▼

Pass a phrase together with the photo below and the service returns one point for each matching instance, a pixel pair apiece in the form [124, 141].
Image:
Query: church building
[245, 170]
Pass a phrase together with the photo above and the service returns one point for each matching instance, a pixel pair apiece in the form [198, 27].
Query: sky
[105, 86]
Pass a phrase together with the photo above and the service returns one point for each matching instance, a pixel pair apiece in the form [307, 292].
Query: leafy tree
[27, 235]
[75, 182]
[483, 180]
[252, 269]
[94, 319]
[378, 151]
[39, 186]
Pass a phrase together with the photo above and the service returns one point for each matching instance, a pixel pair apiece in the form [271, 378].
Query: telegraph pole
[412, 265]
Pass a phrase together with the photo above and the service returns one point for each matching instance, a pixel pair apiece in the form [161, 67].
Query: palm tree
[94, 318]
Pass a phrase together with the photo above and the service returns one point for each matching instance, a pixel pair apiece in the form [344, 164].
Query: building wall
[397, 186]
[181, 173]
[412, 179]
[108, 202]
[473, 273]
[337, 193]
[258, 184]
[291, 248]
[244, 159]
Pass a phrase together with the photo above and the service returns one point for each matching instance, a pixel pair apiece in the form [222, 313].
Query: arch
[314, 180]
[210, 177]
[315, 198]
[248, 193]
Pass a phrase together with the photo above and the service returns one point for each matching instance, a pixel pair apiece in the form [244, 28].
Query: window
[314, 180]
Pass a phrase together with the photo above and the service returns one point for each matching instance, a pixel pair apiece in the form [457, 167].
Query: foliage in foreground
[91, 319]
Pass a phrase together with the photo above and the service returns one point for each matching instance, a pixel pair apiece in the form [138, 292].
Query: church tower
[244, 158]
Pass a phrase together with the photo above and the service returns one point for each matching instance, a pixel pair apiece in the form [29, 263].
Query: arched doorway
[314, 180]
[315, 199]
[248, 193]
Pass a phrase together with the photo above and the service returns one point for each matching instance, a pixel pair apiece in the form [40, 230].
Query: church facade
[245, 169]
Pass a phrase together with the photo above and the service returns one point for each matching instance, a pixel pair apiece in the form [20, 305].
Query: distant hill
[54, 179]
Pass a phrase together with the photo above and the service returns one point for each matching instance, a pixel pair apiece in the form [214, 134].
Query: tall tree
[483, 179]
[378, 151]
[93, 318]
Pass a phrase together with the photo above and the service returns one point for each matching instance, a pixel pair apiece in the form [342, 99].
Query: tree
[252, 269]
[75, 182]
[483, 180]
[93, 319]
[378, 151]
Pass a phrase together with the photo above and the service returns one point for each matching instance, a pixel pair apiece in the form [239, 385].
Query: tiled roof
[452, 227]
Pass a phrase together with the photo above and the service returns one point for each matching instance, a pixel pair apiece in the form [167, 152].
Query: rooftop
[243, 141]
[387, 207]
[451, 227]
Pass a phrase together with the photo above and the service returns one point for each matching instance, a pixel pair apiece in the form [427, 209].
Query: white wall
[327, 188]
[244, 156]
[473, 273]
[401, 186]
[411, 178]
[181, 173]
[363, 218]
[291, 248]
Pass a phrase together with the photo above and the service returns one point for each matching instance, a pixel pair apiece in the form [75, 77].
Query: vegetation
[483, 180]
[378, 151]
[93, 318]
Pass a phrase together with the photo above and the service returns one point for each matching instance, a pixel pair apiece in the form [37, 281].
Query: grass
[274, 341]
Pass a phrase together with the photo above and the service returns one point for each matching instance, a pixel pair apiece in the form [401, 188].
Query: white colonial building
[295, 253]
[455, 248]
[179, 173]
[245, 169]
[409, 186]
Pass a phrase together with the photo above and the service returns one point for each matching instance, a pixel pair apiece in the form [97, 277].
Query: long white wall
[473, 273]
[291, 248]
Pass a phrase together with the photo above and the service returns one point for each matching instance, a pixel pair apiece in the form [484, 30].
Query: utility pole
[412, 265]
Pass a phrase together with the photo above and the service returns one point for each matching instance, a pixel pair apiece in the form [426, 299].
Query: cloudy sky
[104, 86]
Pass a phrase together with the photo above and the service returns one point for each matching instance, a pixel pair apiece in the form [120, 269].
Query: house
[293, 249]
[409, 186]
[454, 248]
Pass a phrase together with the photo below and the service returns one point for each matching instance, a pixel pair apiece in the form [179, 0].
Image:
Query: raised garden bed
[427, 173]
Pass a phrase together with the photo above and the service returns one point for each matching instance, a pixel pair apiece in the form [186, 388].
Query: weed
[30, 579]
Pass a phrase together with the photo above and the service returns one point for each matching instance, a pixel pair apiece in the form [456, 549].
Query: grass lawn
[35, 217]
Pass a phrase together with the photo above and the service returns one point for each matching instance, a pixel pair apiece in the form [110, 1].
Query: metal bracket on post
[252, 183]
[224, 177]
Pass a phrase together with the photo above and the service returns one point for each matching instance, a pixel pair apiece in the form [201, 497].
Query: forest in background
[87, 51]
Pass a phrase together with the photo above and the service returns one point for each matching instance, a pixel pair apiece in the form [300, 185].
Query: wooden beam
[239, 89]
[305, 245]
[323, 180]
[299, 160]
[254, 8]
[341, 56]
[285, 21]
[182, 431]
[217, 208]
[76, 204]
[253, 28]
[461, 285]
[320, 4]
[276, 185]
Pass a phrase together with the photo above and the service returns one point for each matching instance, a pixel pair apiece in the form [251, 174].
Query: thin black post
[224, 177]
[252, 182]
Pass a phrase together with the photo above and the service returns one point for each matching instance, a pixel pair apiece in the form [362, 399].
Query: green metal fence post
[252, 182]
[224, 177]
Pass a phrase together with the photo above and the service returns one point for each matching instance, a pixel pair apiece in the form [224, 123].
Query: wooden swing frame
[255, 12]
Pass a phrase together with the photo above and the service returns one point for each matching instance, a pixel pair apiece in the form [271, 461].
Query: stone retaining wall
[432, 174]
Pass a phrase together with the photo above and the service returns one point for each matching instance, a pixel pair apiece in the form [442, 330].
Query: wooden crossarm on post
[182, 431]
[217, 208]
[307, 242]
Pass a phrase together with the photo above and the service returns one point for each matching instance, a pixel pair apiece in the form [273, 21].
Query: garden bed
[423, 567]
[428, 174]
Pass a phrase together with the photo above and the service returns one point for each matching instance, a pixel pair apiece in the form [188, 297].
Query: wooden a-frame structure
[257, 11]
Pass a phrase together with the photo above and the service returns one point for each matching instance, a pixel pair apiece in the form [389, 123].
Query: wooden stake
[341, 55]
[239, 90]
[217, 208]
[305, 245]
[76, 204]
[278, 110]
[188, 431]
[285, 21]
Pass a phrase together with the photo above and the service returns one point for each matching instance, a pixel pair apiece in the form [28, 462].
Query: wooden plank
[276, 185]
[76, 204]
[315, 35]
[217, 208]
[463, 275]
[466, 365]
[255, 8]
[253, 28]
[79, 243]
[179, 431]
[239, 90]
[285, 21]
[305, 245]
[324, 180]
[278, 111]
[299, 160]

▲

* Task to carry out *
Word for word, repeat every line of the data.

* Task output *
Pass a phrase together with the photo below and the service returns one point for each matching instance, a pixel pair apiece in the form [124, 141].
Image:
Query: church building
[245, 170]
Pass a phrase together with the photo above and the service returns one point for each matching instance, a pixel pair apiece in the form [198, 27].
Query: sky
[105, 86]
Pass a phrase together with the photo above and the service returns one point for each matching instance, a pixel pair apiece in the form [307, 292].
Query: leafy tree
[27, 235]
[75, 182]
[483, 180]
[252, 269]
[94, 319]
[378, 151]
[39, 186]
Pass a phrase together with the photo above and the service returns one point for each matching instance, a pixel pair apiece in the form [271, 378].
Query: telegraph pole
[412, 265]
Pass a phrase together with the photo above and the service returns one point for each matching instance, a pixel pair apiece in the form [161, 67].
Query: palm tree
[94, 318]
Pass a phrase together with the photo above and the service returns one point for each matching instance, a pixel pair apiece in the form [344, 164].
Query: building wall
[397, 186]
[181, 173]
[412, 179]
[108, 202]
[473, 273]
[337, 193]
[258, 184]
[291, 248]
[244, 159]
Pass a phrase together with the photo above and the service returns one point for each matching instance, a pixel pair apiece in the form [222, 313].
Query: arch
[314, 180]
[210, 177]
[315, 198]
[248, 193]
Pass a phrase together with the photo above and the service returns one point for each matching instance, a pixel pair apiece in the form [244, 28].
Query: window
[314, 180]
Pass a phrase together with the photo above and the service returns one point for each matching instance, a pixel pair apiece in the form [457, 167].
Query: foliage in foreground
[91, 319]
Pass a phrase together with the photo above and the service returns one point for each matching instance, a pixel pair apiece in the form [138, 292].
Query: church tower
[244, 158]
Pass a phrase together with the photo above and the service returns one point for each matching instance, a pixel pair apiece in the form [29, 263].
Query: arched doorway
[314, 180]
[315, 199]
[248, 193]
Pass a phrase together with the photo above and the service returns one point for each matching instance, a pixel pair apiece in the form [40, 230].
Query: church facade
[245, 169]
Pass a phrase together with the photo above and the service returns one point for each matching instance, a pixel pair apiece in the form [20, 305].
Query: distant hill
[54, 179]
Pass a phrase together with the photo above and the service returns one point for each matching instance, a pixel pair apiece in the form [214, 134].
Query: tall tree
[483, 179]
[378, 151]
[93, 318]
Pass a phrase together with the photo above and the service returns one point for each matching instance, a pixel pair apiece in the form [342, 99].
Query: tree
[252, 269]
[75, 182]
[483, 180]
[93, 319]
[378, 151]
Pass a phrase together with the photo above and the service returns one point for each matching instance, a pixel pair apiece in the form [239, 385].
Query: tiled roof
[452, 227]
Pass a phrase together with the photo above and the service returns one point for each matching instance, a pixel pair apiece in the form [167, 152].
Query: rooftop
[243, 141]
[387, 207]
[451, 227]
Pass a phrase together with the photo above and the service returns one point for each matching instance, a pixel pair apiece in the form [427, 209].
Query: white wall
[327, 188]
[244, 156]
[473, 273]
[401, 186]
[411, 178]
[181, 173]
[363, 218]
[291, 248]
Pass a phrase together with the photo above and the service returns one point for each matching instance, a pixel pair apiece in the form [75, 77].
Query: vegetation
[483, 180]
[378, 151]
[93, 318]
Pass a phrase together with the photo above and the service returns one point for each matching instance, a pixel pair apiece in the form [37, 281].
Query: grass
[274, 341]
Pass a phrase together with the photo above and the service returns one point for each matching instance, a pixel pair apiece in the form [401, 188].
Query: white colonial building
[295, 253]
[455, 248]
[179, 173]
[245, 169]
[409, 186]
Pass a phrase together with the photo above and the service returns one point for each matching instance, a pixel pair apiece in the form [97, 277].
Query: long white wall
[473, 273]
[291, 248]
Pass a phrase together with the photo above and the service returns one point for each matching instance, a pixel pair apiece in the form [484, 30].
Query: utility pole
[412, 265]
Pass a phrase together with the photo above and the service returns one point for each matching instance, a pixel pair apiece in the form [426, 299].
Query: cloudy sky
[104, 86]
Pass a phrase together with the photo above and the service returns one point for each matching instance, a pixel pair apiece in the form [120, 269].
Query: house
[293, 249]
[409, 186]
[454, 248]
Pass a phrase together with the photo below and the service returns one point for each matching instance, a pixel pair apiece in the form [179, 0].
Image:
Query: raised garden bed
[427, 173]
Pass a phrase together with the photo above and the service returns one point for each matching instance, a pixel pair apiece in the form [186, 388].
Query: weed
[30, 579]
Pass a phrase together with the photo above and the service returns one point for each matching instance, a pixel pair apiece in the form [456, 549].
Query: grass lawn
[35, 217]
Pass a phrase together with the photo above and the service returns one point for each matching instance, a pixel pair apiece in the form [110, 1].
Query: metal bracket on post
[252, 183]
[224, 177]
Pass a phrase together with the photo above and the service returns one point for each matching instance, a pixel pair apiece in the form [201, 497].
Query: forest in background
[87, 51]
Pass a phrase together with the photo above and the service returns one point for each matching instance, a pixel pair apiece in the form [300, 185].
Query: wooden beam
[239, 89]
[305, 245]
[323, 180]
[299, 160]
[254, 8]
[341, 56]
[285, 21]
[182, 431]
[217, 208]
[76, 204]
[253, 28]
[461, 285]
[320, 4]
[276, 185]
Pass a phrase together with the photo above and the service returns one point for each matching instance, a pixel pair apiece in the form [251, 174].
Query: thin black post
[224, 177]
[252, 182]
Pass a phrase together with the photo above and the service returns one point for each matching instance, a pixel pair apiece in the form [362, 399].
Query: green metal fence post
[252, 182]
[224, 177]
Pass a phrase together with the photo above and the service returns one point for each matching instance, a pixel pair apiece in the form [224, 123].
Query: wooden swing frame
[255, 12]
Pass a phrase together with the photo above and the service returns one point for each matching instance, a pixel pair apiece in the form [271, 461].
Query: stone retaining wall
[432, 174]
Pass a phrase together with the photo above and the service returns one point for each matching instance, a pixel pair apiece in the form [442, 330].
Query: wooden crossarm on post
[182, 431]
[217, 208]
[307, 242]
Pass a phrase together with the photo above and the service returns one point for each matching instance, a pixel pair apiece in the form [273, 21].
Query: garden bed
[423, 567]
[428, 174]
Pass a phrase together with the photo above and the service returns one point for each matching instance, a pixel pair apiece in the form [188, 297].
Query: wooden a-frame structure
[257, 11]
Pass a phrase together with the photo above and the service returns one point for each matching instance, a pixel pair apiece in the form [389, 123].
Query: wooden stake
[341, 55]
[239, 90]
[217, 208]
[305, 245]
[76, 204]
[278, 110]
[188, 431]
[285, 21]
Pass a phrase together with the photo above and the service returns one point for each matching instance, a pixel pair apiece in the form [28, 462].
Query: wooden plank
[276, 185]
[76, 204]
[315, 35]
[217, 208]
[463, 275]
[466, 365]
[255, 8]
[253, 28]
[79, 243]
[179, 431]
[239, 90]
[285, 21]
[305, 245]
[324, 180]
[278, 111]
[299, 160]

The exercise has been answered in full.